Passage given:
▬▬▬▬▬▬▬▬▬▬

The training sessions were integrated into the existing organizational structure of daily roll calls, which typically serves as a platform for disseminating assignments and updates. This integration allowed for minimal disruption to normal operations while ensuring comprehensive coverage of the study population. Patrol supervisors were provided with a training roster to track participation and ensure all selected officers received the necessary instruction. The core of the training program consisted of a 17-min instructional video, which participants viewed following their regular roll call duties. The video content was strategically designed to cover several key areas, including technology overview and functionality, departmental due diligence processes, operational integration with the agency’s Records Management System (RMS), legal and procedural considerations, and best practices for optimal utilization of the Draft One tool.

The training curriculum emphasized three critical aspects of implementation. First, officers were instructed to initiate the incident report in the RMS prior to generating the narrative with Draft One, a crucial step for accurate timestamp tracking in data collection. Second, the importance of thorough review and verification of the AI-generated narratives was repeatedly stressed to ensure accuracy, completeness, and the removal of any erroneous or non-factual elements. Third, officers were trained in strategies to enhance the accuracy and detail of AI-generated reports, including techniques for clear verbalization of actions and observations during incidents and providing comprehensive verbal summaries on body-worn camera (BWC) recordings. Previous scholarship has documented officers using more verbalization when wearing a BWC (Owens & Finn, 2017). Given that AI-assisted report writing requires a transcript in order to generate the narrative, the agency believed that training officers to verbalize more would lead to more complete reports.

The training content was delivered through a webinar format, incorporating narrated screen recordings to provide visual guidance on the web interface usage. This multimedia approach was designed to accommodate various learning styles and enhance retention of the operational procedures. Pre-study testing informed the training design, particularly the emphasis on verbalization techniques, which had been empirically shown to improve the accuracy and detail of generated reports. This evidence-based approach to training development underscores the iterative nature of the implementation process and the integration of preliminary findings into the study protocol.

▬▬▬▬▬▬▬▬▬▬

Dataset extract:

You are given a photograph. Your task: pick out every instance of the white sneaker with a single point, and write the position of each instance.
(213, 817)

▬▬▬▬▬▬▬▬▬▬

Required task: For each of the following statements, say yes or no to whether it agrees with the passage on Draft One training, and quote the words of the passage that decide it: 1. The instructional video lasted 17 minutes. 2. Officers were told to generate the narrative with Draft One before starting the incident report in the RMS. 3. Patrol supervisors used a training roster to track participation.

Finished task:
1. Yes: "a 17-min instructional video"
2. No: "officers were instructed to initiate the incident report in the RMS prior to generating the narrative with Draft One"
3. Yes: "Patrol supervisors were provided with a training roster to track participation"